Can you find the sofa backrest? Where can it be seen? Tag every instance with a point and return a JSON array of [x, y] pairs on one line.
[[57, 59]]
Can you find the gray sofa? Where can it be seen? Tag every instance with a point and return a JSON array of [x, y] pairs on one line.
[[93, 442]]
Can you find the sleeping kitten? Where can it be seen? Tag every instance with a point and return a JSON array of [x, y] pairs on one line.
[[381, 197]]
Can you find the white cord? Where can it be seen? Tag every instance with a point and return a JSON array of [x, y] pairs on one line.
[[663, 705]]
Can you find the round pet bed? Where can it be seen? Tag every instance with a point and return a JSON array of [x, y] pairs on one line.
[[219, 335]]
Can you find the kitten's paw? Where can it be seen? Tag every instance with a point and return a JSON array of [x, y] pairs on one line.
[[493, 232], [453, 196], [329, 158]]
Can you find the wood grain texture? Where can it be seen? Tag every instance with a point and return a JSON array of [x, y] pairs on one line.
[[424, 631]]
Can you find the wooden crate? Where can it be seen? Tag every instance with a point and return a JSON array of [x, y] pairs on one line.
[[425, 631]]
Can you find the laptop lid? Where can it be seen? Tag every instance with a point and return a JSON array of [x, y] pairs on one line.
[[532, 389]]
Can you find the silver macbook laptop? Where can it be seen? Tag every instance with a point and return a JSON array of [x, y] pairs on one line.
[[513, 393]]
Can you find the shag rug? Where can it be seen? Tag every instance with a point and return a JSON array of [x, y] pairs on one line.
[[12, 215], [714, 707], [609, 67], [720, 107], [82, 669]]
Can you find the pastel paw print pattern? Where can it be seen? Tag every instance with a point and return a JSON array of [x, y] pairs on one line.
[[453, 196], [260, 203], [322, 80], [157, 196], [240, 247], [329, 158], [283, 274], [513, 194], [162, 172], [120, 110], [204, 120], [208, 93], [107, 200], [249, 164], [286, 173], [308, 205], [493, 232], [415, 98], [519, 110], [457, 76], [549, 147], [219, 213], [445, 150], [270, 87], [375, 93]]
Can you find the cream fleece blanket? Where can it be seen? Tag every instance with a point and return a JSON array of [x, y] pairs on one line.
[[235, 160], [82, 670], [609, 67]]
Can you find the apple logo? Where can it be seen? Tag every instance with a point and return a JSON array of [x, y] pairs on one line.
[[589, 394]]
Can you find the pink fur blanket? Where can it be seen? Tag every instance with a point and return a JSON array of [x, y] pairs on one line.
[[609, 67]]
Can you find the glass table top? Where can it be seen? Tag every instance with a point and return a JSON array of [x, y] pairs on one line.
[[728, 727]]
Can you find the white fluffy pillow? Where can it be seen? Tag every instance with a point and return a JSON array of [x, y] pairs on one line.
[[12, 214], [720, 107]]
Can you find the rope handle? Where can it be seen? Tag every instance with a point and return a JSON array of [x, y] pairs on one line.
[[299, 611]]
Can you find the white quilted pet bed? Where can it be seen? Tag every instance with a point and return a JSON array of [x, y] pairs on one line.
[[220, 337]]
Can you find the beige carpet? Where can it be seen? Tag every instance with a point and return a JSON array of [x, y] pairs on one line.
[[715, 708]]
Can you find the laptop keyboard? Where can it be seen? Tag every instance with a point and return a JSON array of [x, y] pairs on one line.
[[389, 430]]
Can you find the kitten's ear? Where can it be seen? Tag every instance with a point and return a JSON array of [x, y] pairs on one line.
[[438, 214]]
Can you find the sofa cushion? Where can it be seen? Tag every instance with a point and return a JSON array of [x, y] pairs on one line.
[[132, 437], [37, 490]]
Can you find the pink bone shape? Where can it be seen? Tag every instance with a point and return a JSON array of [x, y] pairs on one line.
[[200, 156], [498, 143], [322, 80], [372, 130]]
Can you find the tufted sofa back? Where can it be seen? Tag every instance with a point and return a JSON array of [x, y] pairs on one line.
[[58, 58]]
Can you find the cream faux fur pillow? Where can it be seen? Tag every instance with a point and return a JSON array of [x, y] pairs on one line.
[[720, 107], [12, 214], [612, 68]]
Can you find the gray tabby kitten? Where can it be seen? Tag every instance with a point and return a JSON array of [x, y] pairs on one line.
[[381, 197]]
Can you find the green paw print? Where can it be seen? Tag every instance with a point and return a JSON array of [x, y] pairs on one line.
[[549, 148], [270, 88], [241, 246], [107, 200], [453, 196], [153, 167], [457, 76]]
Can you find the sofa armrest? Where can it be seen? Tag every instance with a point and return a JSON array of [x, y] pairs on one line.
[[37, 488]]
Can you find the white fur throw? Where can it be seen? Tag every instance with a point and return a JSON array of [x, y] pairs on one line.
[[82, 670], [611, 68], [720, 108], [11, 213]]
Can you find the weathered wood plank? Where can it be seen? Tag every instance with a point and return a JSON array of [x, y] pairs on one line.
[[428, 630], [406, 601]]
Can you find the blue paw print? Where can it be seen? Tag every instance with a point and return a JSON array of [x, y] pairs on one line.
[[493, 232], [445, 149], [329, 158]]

.....

Exercise brief:
Repeat the full set of records above character for character.

Task response:
Can you find the sofa backrest? Where can it be seen? Tag every instance with a point and return a JSON array of [x, y] pairs on one line.
[[57, 59]]
Can you find the gray sofa? Where can it be seen? Tag every instance with a point and return a JSON array of [x, y] pairs on one line.
[[93, 442]]
Can you find the sleeping kitten? Where can it be seen? Tag every instance with a point and return a JSON array of [x, y] pairs on one line.
[[381, 197]]
Can you find the white cord? Where can it be seen? Tag every instance with a point and return a JSON array of [x, y] pairs on one line.
[[663, 705]]
Can you find the round pet bed? Where can it be seen? Tag every instance with a point and return a JSON array of [x, y] pairs on one line.
[[219, 335]]
Can you find the kitten's paw? Where can it be seen? Tag every instance with a point and return a JSON array of [x, y] pairs on one line.
[[493, 232], [453, 196], [329, 158]]
Can you find the wood grain texture? Where can it be seen? Tag every instance with a point and return a JSON array of [x, y] pairs on one line.
[[424, 631]]
Can you find the wooden crate? Where can it be seen? Tag every instance with a point and return a JSON array of [x, y] pairs on one line.
[[425, 631]]
Can you find the laptop lid? Where can it be seen? Tag every instance with a point and return a JSON array of [x, y] pairs on one line.
[[532, 389]]
Can you find the silver macbook laptop? Where can it be seen? Tag every instance with a point and return a JSON array of [x, y] pairs on one line.
[[513, 393]]
Can you find the shag rug? Where can it be seen? Tag every instance with a point and return a JSON array of [x, y] pairs on one line.
[[12, 215], [714, 707], [609, 67], [720, 107], [82, 669]]
Can you find the pastel paw print pattern? Where can it be seen? Tag every instance with a point and return a JSON array of [x, y] pairs on one line.
[[453, 196], [260, 203], [322, 80], [157, 196], [240, 247], [329, 158], [283, 274], [513, 194], [162, 172], [120, 110], [204, 120], [208, 93], [107, 200], [249, 164], [286, 173], [308, 205], [493, 232], [415, 98], [519, 110], [457, 76], [549, 147], [219, 213], [445, 150], [270, 87], [375, 93]]
Can you find the cream fleece blanket? Where can it be seen? Tag every instance with a point and return a JSON array of [x, y] pairs on one line.
[[235, 160], [82, 670], [609, 67]]
Can you find the apple logo? Where can it be seen? Tag every instance with a point and return a JSON array of [x, y] pairs on one line.
[[589, 394]]
Can you find the pink fur blanket? Where can it be seen? Tag every instance with a point and return a JSON array of [x, y] pairs on one line.
[[609, 67]]
Can you find the glass table top? Where can it be seen? Tag every instance with a point and return a JSON array of [x, y] pairs on one line.
[[728, 727]]
Can you find the white fluffy pillow? Where can it be seen? Tag every instance with a point and return a JSON array of [x, y] pairs on one line.
[[12, 214], [720, 107]]
Can you find the rope handle? Where can it be seen? Tag every instance with a point and return a JSON array of [x, y] pairs on one line.
[[299, 611]]
Can you find the white quilted pet bed? Where can it be seen? Tag every instance with a point and return a JSON array of [x, y] pairs on one line.
[[220, 337]]
Can you find the beige carpet? Where can it be seen? Tag every instance with a point and return a JSON array of [x, y] pairs on one line.
[[715, 708]]
Can you find the laptop keyboard? Where can it be seen? Tag every instance with a point and return a JSON array of [x, y] pairs on one line.
[[389, 430]]
Can you find the kitten's ear? Where can it be seen? Tag every instance with a point and return a JSON array of [x, y] pairs on one line.
[[438, 214]]
Can you find the sofa cushion? Where can it be seen? Tag every instance with a point and return a JSON array of [x, y] pairs on one line.
[[132, 437], [37, 490]]
Can you find the pink bone shape? Where can it be seen? Tag every instance with a point and return a JSON array of [x, y] pairs on one line.
[[200, 156], [498, 143], [322, 80], [372, 130]]
Can you find the tufted sofa back? Where can it be seen? Tag every instance with a point and return a JSON array of [x, y] pairs on one line.
[[58, 58]]
Can you find the cream faux fur pillow? Where can it be seen? Tag every instance with a point and return a JSON array of [x, y] pairs on one line.
[[720, 107], [12, 214], [612, 68]]
Can you find the gray tabby kitten? Where can it be seen? Tag every instance with a point and return a JSON array of [x, y] pairs on one line.
[[381, 197]]
Can you find the green paw print? Where can it be seen? Tag every instance with a point and return a JSON array of [x, y] pairs on one line.
[[549, 148], [270, 88], [241, 246], [107, 200], [453, 196], [153, 167], [457, 76]]
Can you find the sofa armrest? Where can it be seen? Tag every instance with a point and return a JSON array of [x, y] pairs on one line.
[[37, 488]]
Can you find the white fur throw? Where can it be seen? Tag every instance with a point and return a JSON array of [x, y] pairs on one line.
[[82, 670], [611, 68], [720, 108], [11, 213]]
Can you find the weathered wood plank? Where can it be seen? Tag every instance with a point and return a JSON array of [x, y] pairs on one line.
[[428, 630], [406, 601]]
Can you find the blue paw print? Where can it be seen? Tag every instance with a point and return a JSON array of [x, y] pairs on one line.
[[493, 232], [445, 149], [329, 158]]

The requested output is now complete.